### Work required:
Extract all of the records below verbatim, line by line, and leave the pictures out.

### The data:
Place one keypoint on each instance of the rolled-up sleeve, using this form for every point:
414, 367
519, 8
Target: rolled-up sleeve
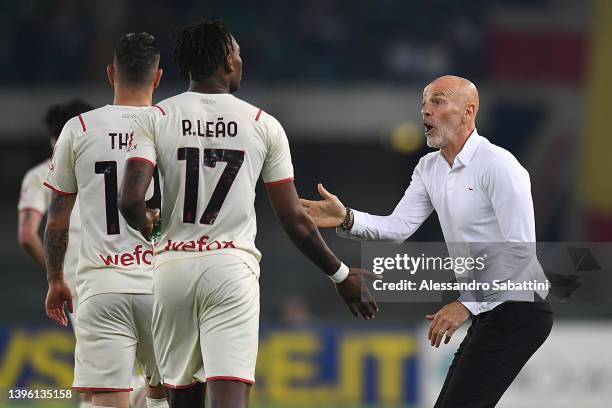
412, 210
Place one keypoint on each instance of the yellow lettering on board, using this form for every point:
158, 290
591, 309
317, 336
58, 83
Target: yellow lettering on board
283, 368
14, 356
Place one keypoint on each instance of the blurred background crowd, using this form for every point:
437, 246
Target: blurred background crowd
345, 79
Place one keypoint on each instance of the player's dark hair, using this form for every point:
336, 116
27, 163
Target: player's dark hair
57, 115
201, 48
135, 57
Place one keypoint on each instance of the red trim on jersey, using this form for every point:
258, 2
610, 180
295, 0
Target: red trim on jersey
142, 159
277, 182
180, 387
160, 109
82, 124
102, 389
30, 209
222, 377
60, 192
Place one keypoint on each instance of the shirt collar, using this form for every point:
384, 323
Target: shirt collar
466, 154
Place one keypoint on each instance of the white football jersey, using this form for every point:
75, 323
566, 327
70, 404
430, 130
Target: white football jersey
210, 150
34, 196
89, 159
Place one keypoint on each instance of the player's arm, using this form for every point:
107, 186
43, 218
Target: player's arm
305, 235
132, 196
56, 243
412, 210
29, 237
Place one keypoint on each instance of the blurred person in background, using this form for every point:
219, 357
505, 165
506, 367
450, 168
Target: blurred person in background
34, 201
209, 143
481, 193
115, 276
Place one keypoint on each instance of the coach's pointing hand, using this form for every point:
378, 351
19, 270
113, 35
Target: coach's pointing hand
446, 321
329, 212
351, 291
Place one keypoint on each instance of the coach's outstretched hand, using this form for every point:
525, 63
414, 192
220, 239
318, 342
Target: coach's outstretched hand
326, 213
58, 294
352, 288
446, 321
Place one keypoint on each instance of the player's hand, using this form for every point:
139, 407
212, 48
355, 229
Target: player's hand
329, 212
351, 291
58, 294
446, 321
152, 219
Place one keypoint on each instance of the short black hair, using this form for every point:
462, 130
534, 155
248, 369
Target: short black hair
201, 48
58, 114
135, 56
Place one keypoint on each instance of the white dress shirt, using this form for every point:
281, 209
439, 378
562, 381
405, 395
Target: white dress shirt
485, 196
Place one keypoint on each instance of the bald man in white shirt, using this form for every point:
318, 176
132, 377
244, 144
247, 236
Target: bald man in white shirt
481, 194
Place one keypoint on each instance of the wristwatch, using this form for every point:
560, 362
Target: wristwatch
347, 224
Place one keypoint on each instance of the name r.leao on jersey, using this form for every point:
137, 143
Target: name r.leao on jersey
209, 128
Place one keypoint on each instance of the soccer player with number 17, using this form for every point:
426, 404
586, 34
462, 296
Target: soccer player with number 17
211, 148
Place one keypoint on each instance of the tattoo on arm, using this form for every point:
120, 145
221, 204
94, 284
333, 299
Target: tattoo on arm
305, 235
56, 234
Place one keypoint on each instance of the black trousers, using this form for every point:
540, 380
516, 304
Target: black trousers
495, 349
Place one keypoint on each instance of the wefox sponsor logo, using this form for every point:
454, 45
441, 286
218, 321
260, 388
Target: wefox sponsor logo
136, 257
200, 245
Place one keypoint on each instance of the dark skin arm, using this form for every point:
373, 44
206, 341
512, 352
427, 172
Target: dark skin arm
56, 243
136, 180
29, 236
304, 234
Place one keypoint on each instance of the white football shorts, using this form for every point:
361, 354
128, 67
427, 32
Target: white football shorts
206, 320
113, 332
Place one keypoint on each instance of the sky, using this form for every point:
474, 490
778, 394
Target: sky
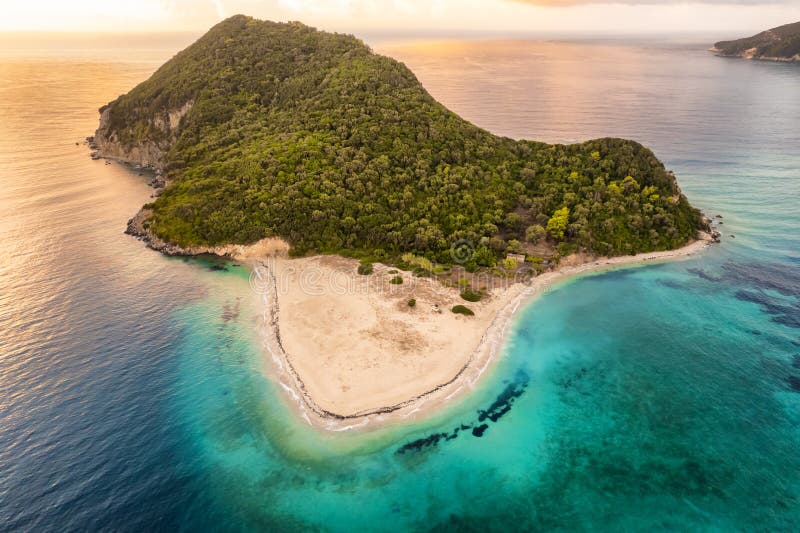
731, 18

### Task response:
Place one keypoint on each instance of the rolled-up sleeve, using this form for every point:
414, 367
519, 8
Target: rolled-up sleeve
412, 210
Place one keypoint on each instance of the yellow lettering on board, using this form for every point:
158, 290
591, 309
317, 336
58, 83
Target: yellow lettering on board
283, 368
14, 356
Place one keypoint on each instance of the blurred background crowd, using this form for every point:
437, 246
Target: blurred background crowd
345, 79
Place one keypoint on each instance of the player's dark hair, using this form for every point:
336, 116
27, 163
Target: player's dark hair
57, 115
201, 48
135, 57
Place one keypoint on each instance of the red trim on jersey, using this form for every point:
258, 2
610, 180
295, 0
Target: red trim on jersey
142, 159
277, 182
180, 387
160, 109
82, 124
102, 389
30, 209
222, 377
60, 192
Place one keypoint on each instance of the shirt collar, using this form for every point:
384, 323
Target: shirt collar
466, 154
Place one keypoint on each instance of the white football jersey, using this form for every point:
75, 323
566, 327
70, 404
430, 130
Target: white football jersey
210, 150
34, 196
89, 159
Place one keypoint on each instance of the player's arm, using this form for every point:
107, 186
43, 218
Target: player's arm
305, 235
132, 196
56, 243
412, 210
29, 237
Place one keypoint on each instance of the blurred person in background, using this form for every point:
219, 357
505, 165
506, 367
450, 168
Target: blurred person in background
34, 201
209, 143
481, 193
115, 276
Place one keypoint on each instance of the coach's pointing hand, using this form for every point:
378, 351
19, 270
113, 35
Target: coach's pointing hand
446, 321
329, 212
351, 291
Place one keypoint on each instance of the coach's outstretched hand, using this form for every point:
525, 63
414, 192
220, 239
318, 342
Target: coach's outstretched hand
326, 213
58, 294
352, 288
446, 321
Place one keypoint on each instance of the player's hand, using this form for every point:
139, 407
212, 48
355, 229
Target: player's hand
329, 212
351, 291
58, 294
446, 321
152, 219
Place one keypoint on each instance of the short black hair, using this form for every point:
462, 130
534, 155
248, 369
Target: short black hair
201, 48
58, 114
135, 56
Place one keypoint on each instance of the white dress shirt, using this form for every point:
281, 209
439, 378
562, 381
405, 395
Target: white dress shirt
485, 196
Place one keypoint on each instance of the bald man in white shirt, using this form for every point:
318, 176
132, 377
244, 144
247, 236
Target: bald man in white shirt
481, 194
Place one keypoint on each instance of the wristwatch, using this form for every point:
560, 362
Target: wristwatch
347, 224
Place one keypoint on each instance of the name r.leao on jersey, using this form for every point:
137, 143
Target: name r.leao on jersey
209, 128
Place one keypoint on each instance of the soccer player with number 17, using this form for every point:
426, 404
586, 34
462, 296
Target: soccer player with number 17
211, 148
Place one keypoint on each instance of the tattoo on arm, using this form for every point:
120, 145
221, 204
94, 284
333, 299
Target: tattoo on arm
305, 235
56, 234
Place one keypoint on each instance of the black trousers, using this form for every point:
540, 380
516, 304
Target: black trousers
495, 349
Place one keypoint on each instance of the wefox sponsor logo, using this form for every point:
454, 45
441, 286
218, 321
260, 388
Target: wefox sponsor logo
136, 257
200, 245
Place one keypoint on each instance of the dark skin arm, using this form for every point:
373, 44
206, 341
512, 352
427, 172
Target: dark skin arm
56, 243
136, 180
29, 236
304, 234
Place one keypoint on each instance of the white football shorts, using this form for every point:
361, 354
128, 67
427, 32
Target: white football shorts
206, 320
113, 332
Place one keypoint on each instance of the sky, using this form for every point:
474, 490
778, 394
Target: sky
731, 18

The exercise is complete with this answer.